** Instructions to follow **
Using the data below, return the stretch from the line that contains "Put a point on the weather" through the line that contains "Put a point on the sky, one", both included, exactly as it stands and nothing beyond it.

Natural-language object grounding data:

+ + + +

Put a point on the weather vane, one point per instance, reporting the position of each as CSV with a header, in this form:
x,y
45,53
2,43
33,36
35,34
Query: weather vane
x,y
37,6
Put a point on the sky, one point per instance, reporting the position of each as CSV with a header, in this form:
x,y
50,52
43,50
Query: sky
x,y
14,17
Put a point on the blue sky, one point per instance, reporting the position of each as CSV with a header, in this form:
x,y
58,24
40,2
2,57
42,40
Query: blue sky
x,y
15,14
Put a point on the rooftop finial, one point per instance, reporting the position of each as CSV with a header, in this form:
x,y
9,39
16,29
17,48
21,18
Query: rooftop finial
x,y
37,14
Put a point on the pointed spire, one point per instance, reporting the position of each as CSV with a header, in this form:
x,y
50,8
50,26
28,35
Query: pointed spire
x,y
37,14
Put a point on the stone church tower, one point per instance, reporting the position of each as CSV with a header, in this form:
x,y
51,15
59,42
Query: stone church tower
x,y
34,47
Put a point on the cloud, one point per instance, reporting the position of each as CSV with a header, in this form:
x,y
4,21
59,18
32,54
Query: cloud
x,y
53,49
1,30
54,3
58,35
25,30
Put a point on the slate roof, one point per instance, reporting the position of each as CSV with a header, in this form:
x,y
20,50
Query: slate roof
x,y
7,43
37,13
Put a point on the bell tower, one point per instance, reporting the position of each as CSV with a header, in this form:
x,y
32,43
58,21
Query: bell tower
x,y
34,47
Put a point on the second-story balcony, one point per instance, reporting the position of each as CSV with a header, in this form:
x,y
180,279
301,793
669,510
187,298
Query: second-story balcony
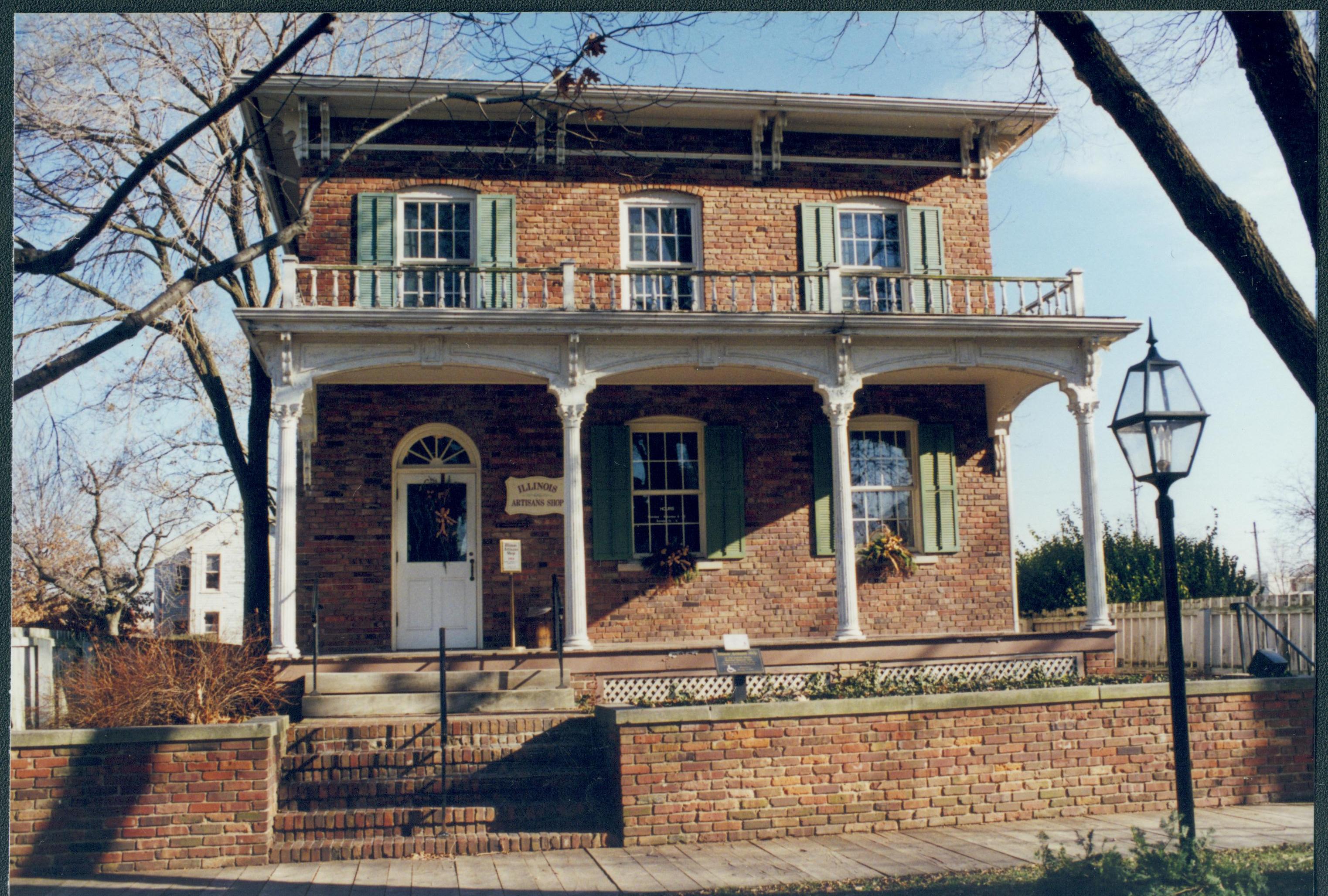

+ + + +

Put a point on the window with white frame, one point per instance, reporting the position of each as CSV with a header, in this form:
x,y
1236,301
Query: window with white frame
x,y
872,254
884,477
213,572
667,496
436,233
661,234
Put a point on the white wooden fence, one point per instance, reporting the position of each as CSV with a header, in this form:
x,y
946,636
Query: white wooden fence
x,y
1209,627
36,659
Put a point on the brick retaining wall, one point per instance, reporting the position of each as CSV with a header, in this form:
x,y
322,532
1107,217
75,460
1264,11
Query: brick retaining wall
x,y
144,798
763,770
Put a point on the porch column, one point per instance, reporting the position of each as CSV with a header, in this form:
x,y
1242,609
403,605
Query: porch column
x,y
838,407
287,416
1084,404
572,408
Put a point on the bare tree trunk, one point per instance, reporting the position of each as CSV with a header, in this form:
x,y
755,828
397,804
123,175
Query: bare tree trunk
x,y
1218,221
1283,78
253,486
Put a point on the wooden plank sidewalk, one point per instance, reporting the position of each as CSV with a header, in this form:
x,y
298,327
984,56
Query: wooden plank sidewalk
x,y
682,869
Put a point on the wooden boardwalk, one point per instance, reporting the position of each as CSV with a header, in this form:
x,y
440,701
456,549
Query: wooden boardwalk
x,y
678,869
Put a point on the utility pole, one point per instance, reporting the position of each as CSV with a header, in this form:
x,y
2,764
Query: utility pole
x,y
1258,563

+ + + +

** Exercise solution **
Put a point on the weather vane, one point per instance, reporting the position of each as CSV with a header, in this form:
x,y
45,53
2,43
33,36
35,34
Query: weather vane
x,y
37,6
Put a point on the sky, one point per instance, reporting the position of each as CSV with a header, in this form:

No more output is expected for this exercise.